[Dataset rows]
"""

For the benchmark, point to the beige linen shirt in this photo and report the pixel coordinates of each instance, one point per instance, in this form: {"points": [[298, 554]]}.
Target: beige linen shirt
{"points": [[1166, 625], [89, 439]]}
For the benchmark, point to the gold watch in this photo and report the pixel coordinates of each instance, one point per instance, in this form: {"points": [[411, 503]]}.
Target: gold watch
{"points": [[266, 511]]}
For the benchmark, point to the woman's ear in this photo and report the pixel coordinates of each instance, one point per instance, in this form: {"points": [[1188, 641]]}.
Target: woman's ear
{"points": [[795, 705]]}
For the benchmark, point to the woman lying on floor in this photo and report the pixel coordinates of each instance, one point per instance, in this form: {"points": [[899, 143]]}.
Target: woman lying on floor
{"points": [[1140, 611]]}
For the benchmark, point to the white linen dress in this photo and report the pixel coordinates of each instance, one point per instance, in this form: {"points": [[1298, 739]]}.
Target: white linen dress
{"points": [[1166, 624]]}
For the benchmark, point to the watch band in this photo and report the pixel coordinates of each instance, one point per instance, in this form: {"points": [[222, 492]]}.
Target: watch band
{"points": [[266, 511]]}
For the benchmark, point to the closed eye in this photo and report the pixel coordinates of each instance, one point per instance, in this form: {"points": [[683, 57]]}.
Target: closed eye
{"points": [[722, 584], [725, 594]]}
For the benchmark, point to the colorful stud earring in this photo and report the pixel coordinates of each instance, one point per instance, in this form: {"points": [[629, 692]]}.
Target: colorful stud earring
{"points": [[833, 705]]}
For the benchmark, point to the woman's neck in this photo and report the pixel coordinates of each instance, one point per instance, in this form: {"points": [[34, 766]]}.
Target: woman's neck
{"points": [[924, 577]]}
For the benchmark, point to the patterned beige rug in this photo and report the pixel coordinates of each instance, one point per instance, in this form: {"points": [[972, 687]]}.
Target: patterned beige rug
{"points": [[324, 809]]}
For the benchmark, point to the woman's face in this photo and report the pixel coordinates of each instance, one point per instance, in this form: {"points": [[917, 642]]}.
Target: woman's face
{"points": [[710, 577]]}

"""

Swap every "pixel coordinates" in the records above for "image coordinates". Keep the rest exactly the same.

For the benchmark, point to the beige linen shirt in this photo and report the image coordinates of each instance, one point per instance, in this form: {"points": [[298, 554]]}.
Target: beige linen shirt
{"points": [[1166, 625], [89, 439]]}
For the benchmark, point to the gold watch in this photo and report the image coordinates of each instance, one point per instance, in this form: {"points": [[411, 503]]}.
Target: gold watch
{"points": [[266, 511]]}
For the benchmark, point to the woman's ear in this photo and report the image coordinates of each instance, one point per instance, in this form: {"points": [[1188, 641]]}.
Target: woman's ear
{"points": [[795, 705]]}
For the benchmark, point to the woman lying on floor in this photo and report the image coordinates of each instance, one point per instance, in this form: {"points": [[899, 143]]}.
Target: woman lying on floor
{"points": [[1140, 611]]}
For the benchmark, point to the white linen dress in this photo and report the image coordinates of each instance, one point per instance, in this form: {"points": [[1298, 739]]}.
Target: white linen dress
{"points": [[1166, 624]]}
For the benchmark, point to the watch band in this photo and report the image coordinates of each instance, one point per instance, in this form: {"points": [[222, 492]]}.
Target: watch band
{"points": [[266, 511]]}
For the benchmark, point to the closed eye in this photo and report the image coordinates of each instance, one point per instance, in this form: {"points": [[683, 57]]}.
Target: closed eye
{"points": [[722, 584], [725, 594]]}
For the benchmark, point to the colorful stud earring in this photo and report the image coordinates of each instance, one point per instance, in this form: {"points": [[629, 692]]}.
Target: colorful stud earring
{"points": [[833, 705]]}
For the benchmark, point to the woman's neck in this photo and report the image coordinates of each instance, one point per instance, in this form: {"points": [[34, 766]]}.
Target: woman's neck
{"points": [[924, 577]]}
For the benchmark, point to the patterned beige rug in this photo and report the image coordinates of each instance, one point per instance, in this form: {"points": [[972, 687]]}.
Target: patterned beige rug
{"points": [[324, 809]]}
For the benchmark, point to the woman's face in this photo and report the image coordinates of each instance, one point per instance, in this form: {"points": [[917, 642]]}.
Target: woman's face
{"points": [[710, 577]]}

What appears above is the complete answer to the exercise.